Copy the news report from "CARSON CITY –" up to and including "Obama-Heller voting bloc.", changing every "voting bloc" to "voter coalition".

*** READING TEXT

Posts Tagged ‘Pete Ernaut’

GOP Political Consultant Predicts Obama, Heller Victories

By Sean Whaley | 2:45 pm October 23rd, 2012

CARSON CITY – A long-time Republican political consultant said today he sees Nevada voters supporting President Obama on Nov. 6 while at the same time giving Republican Sen. Dean Heller a victory against Democratic Rep. Shelley Berkley in the hard fought U.S. Senate race.

Pete Ernaut, president of government and public affairs for R&R Partners, said he believes there is an Obama-Heller voting bloc in Nevada.

“If Gov. Romney carries Nevada, without a doubt Heller will win the Senate race,” he said during an interview on the Nevada NewsMakers television show. “I don’t think there is a Romney-Berkley voting bloc. But there is clearly an Obama-Heller voting bloc.

Political consultant Pete Ernaut.

“And I actually made the prediction that I think the margins of victory will be similar,” Ernaut said. “That I think Obama will carry the state somewhere, one, three points, something like that. And I think that’s about the margin of victory for Heller.”

A similar situation occurred in Nevada in 2010, when Democratic U.S. Sen. Harry Reid won re-election while GOP governor candidate Brian Sandoval won as well.

******
*** ENTRIES SUPPLIED

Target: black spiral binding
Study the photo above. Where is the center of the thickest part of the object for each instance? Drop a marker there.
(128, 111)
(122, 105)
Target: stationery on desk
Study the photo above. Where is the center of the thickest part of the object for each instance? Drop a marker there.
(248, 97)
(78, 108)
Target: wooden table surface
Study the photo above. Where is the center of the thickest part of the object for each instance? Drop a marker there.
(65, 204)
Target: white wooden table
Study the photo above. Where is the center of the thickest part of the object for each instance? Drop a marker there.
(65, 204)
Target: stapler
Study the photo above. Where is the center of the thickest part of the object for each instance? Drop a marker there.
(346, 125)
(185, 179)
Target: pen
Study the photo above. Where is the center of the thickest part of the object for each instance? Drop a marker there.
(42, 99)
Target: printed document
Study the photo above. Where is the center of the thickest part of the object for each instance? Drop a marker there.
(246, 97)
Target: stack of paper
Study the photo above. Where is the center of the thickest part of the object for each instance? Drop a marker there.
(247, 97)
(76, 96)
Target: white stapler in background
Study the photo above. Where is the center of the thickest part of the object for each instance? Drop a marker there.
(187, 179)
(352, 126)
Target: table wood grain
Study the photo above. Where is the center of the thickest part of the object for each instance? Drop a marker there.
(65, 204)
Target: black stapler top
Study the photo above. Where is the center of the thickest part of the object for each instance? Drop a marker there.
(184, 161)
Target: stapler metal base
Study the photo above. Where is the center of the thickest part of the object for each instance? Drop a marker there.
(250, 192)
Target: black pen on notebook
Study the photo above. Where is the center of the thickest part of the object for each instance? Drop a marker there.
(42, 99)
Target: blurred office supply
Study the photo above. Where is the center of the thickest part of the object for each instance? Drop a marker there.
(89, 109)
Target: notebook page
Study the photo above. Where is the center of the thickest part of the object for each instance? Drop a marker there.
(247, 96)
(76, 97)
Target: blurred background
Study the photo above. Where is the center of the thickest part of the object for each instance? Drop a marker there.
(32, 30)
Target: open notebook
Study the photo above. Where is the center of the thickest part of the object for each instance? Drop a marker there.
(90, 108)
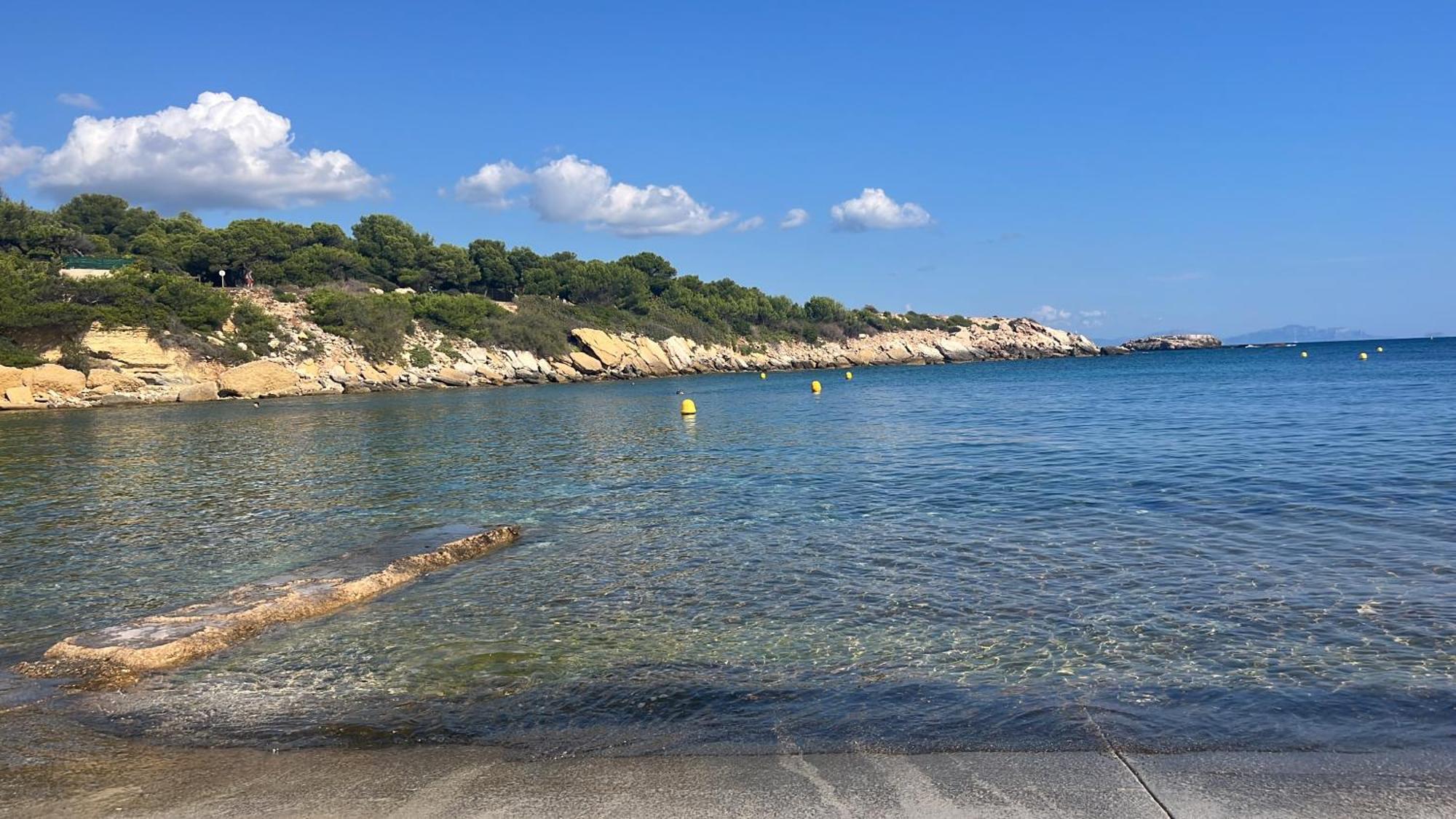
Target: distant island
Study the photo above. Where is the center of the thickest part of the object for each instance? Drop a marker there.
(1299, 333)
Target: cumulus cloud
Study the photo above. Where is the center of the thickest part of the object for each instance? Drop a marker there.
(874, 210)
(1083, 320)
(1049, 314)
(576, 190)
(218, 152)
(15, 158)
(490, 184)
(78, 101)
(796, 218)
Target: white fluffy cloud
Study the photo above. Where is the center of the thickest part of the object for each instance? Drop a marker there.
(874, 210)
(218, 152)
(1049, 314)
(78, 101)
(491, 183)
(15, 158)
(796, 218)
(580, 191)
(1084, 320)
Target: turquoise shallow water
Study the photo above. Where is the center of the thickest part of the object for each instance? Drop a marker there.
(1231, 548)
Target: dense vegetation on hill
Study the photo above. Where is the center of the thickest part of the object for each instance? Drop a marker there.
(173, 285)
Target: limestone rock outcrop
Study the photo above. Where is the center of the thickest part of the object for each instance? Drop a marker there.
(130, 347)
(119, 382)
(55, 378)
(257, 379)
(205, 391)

******
*** ENTRIES SUPPLIED

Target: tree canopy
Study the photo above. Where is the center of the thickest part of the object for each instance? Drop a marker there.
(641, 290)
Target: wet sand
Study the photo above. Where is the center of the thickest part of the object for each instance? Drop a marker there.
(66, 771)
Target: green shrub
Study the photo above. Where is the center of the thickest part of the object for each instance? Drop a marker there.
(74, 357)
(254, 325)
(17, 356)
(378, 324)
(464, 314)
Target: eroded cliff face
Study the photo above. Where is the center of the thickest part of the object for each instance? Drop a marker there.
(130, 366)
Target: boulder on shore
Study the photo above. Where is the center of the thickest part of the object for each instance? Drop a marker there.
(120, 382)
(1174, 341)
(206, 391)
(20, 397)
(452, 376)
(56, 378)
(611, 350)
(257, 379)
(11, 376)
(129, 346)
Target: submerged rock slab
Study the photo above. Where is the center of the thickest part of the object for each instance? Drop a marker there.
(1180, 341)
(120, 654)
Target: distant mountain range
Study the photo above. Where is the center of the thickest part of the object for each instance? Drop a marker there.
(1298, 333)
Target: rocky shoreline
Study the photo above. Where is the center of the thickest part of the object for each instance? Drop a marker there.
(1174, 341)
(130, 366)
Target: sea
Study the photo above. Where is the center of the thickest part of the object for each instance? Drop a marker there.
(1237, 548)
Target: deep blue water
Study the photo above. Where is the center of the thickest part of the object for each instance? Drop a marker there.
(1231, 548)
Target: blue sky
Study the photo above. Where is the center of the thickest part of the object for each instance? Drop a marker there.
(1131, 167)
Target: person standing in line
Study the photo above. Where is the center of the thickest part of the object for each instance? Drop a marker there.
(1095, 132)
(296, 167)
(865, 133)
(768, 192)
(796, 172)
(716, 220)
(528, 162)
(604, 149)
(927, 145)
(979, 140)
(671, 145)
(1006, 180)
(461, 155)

******
*** ENTRIES SUPPLIED

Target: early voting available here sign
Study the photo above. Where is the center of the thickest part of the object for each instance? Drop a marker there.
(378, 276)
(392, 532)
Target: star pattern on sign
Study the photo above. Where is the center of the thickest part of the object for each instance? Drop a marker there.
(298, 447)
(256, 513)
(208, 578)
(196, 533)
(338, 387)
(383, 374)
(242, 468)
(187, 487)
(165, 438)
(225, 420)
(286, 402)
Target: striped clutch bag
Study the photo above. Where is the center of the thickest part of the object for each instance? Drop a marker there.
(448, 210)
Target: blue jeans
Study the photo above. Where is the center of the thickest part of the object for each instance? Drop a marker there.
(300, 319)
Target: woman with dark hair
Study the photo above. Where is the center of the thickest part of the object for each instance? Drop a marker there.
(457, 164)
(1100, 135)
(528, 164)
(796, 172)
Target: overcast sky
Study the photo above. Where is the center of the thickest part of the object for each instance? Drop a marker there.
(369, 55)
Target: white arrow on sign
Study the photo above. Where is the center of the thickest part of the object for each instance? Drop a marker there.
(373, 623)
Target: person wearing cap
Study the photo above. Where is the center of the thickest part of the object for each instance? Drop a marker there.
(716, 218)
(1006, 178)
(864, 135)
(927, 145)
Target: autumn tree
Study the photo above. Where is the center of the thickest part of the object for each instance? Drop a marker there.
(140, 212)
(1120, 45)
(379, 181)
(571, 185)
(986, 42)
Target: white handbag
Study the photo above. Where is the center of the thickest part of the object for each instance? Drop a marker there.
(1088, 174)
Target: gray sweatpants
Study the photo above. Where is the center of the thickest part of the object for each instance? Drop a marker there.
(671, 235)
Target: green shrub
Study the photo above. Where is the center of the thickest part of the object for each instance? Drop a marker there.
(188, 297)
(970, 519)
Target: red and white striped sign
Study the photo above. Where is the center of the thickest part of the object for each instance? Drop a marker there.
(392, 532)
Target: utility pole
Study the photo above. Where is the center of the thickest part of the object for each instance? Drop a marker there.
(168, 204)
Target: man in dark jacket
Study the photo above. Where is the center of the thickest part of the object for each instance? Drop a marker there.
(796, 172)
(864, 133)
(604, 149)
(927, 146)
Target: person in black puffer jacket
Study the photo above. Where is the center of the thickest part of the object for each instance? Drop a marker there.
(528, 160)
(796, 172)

******

WRITTEN RESPONSE -
CARSON CITY – A long-time Republican political consultant said today he sees Nevada voters supporting President Obama on Nov. 6 while at the same time giving Republican Sen. Dean Heller a victory against Democratic Rep. Shelley Berkley in the hard fought U.S. Senate race.

Pete Ernaut, president of government and public affairs for R&R Partners, said he believes there is an Obama-Heller voter coalition in Nevada.

“If Gov. Romney carries Nevada, without a doubt Heller will win the Senate race,” he said during an interview on the Nevada NewsMakers television show. “I don’t think there is a Romney-Berkley voter coalition. But there is clearly an Obama-Heller voter coalition.